** Text excerpt **
--------------------------------
Ironically, the US policy since 1991 has not been a complete failure. By Machiavellian standards, the US has made the best of a bad situation. The difficulty is that the reasoning has been so Machiavellian that US governments have had problems explaining their objective to the general population.
The objective has been to keep Saddam Hussein down but not out. This has been based on three themes. First, the problem in 1991 was that the US had maintained a very broadly based coalition (an achievement in itself) with the narrow objective of pushing Iraq out of Kuwait. The coalition would probably not have held together if the objective had been expanded to invade Iraq itself. Therefore, an attack on Iraq would have shattered that coalition.
Second, assuming that the US could have extended its objective to include an attack on Iraq, it was presented with a choice of two objectives, both of them unpleasant.
On the one hand, if it had had the limited objective of simply killing Saddam, there was no obvious replacement for him. He had already killed everyone he suspected of not being fully loyal to him.
If the US had installed its own leader, then that person would have been tainted as being the US's preference, not the Iraqi one. On the other hand, if the US had decided on the larger objective of destroying Iraq, then it would have created a power vacuum to be filled by either Iran or Syria - neither of which was pro-US.
Indeed, the US in the 1980s had been arming Iraq to fight Iran. Thus, the US decided to stay with Saddam.
Third, the US hoped that the objective of keeping Saddam down but not out would give time for his eventual rehabilitation. After all, he had been willing to accept US weapons in the 1980s in his war against Iran (which had become the US's enemy in 1979, with the overthrow of the Shah of Iran).
--------------------------------
(Records from a data collection)
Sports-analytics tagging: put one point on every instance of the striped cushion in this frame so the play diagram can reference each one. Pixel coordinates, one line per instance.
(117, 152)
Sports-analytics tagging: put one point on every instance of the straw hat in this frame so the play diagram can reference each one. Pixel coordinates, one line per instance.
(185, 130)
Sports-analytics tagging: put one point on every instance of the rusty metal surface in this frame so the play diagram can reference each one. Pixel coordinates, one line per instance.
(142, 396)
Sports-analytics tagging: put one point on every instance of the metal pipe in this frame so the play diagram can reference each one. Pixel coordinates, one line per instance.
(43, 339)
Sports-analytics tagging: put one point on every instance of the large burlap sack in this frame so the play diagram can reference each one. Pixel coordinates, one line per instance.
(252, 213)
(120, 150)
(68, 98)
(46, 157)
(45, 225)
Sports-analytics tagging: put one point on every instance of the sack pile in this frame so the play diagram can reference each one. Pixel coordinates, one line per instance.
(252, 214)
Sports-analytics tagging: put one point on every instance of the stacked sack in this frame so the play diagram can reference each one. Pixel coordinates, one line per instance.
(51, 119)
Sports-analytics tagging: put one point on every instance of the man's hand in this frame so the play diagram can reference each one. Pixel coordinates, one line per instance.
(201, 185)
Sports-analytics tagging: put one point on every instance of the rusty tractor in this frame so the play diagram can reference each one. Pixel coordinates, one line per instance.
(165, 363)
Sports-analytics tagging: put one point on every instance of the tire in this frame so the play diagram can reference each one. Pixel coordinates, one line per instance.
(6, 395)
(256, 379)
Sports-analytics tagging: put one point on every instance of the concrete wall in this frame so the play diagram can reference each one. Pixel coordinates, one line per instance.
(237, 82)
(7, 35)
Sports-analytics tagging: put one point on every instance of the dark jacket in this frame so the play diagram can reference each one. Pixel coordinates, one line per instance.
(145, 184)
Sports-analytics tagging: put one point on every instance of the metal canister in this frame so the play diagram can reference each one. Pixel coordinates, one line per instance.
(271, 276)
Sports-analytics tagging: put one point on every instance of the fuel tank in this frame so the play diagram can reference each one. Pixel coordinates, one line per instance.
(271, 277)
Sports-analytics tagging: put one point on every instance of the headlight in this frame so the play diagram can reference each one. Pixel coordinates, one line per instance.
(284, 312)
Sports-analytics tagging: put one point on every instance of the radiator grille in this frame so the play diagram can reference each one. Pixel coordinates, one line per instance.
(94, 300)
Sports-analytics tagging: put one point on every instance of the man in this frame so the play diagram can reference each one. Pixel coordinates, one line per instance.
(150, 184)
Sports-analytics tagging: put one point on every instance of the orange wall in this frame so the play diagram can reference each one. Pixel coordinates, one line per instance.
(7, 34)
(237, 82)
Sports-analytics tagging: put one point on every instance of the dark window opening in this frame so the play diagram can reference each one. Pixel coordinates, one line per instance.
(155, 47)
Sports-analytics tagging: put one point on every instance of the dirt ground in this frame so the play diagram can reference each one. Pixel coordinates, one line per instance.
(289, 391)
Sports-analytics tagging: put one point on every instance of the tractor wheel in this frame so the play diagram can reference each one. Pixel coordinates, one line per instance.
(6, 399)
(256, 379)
--------------------------------
** Task instructions **
**a)** Summarize the text on US policy toward Iraq in three sentences.
**b)** List every country named in the text on US policy toward Iraq.

** Answers **
**a)** Since 1991, US policy has aimed to keep Saddam Hussein down but not out, an approach so Machiavellian that US governments have struggled to explain it to the public, though it has not been a complete failure. Invading Iraq would have shattered the broad coalition formed to push Iraq out of Kuwait, and an attack would have left two unpleasant choices: killing Saddam, who had no obvious replacement, or destroying Iraq, which would have created a power vacuum for Iran or Syria to fill. The US therefore stayed with Saddam, hoping the policy would allow his eventual rehabilitation.

**b)**
- United States
- Iraq
- Kuwait
- Iran
- Syria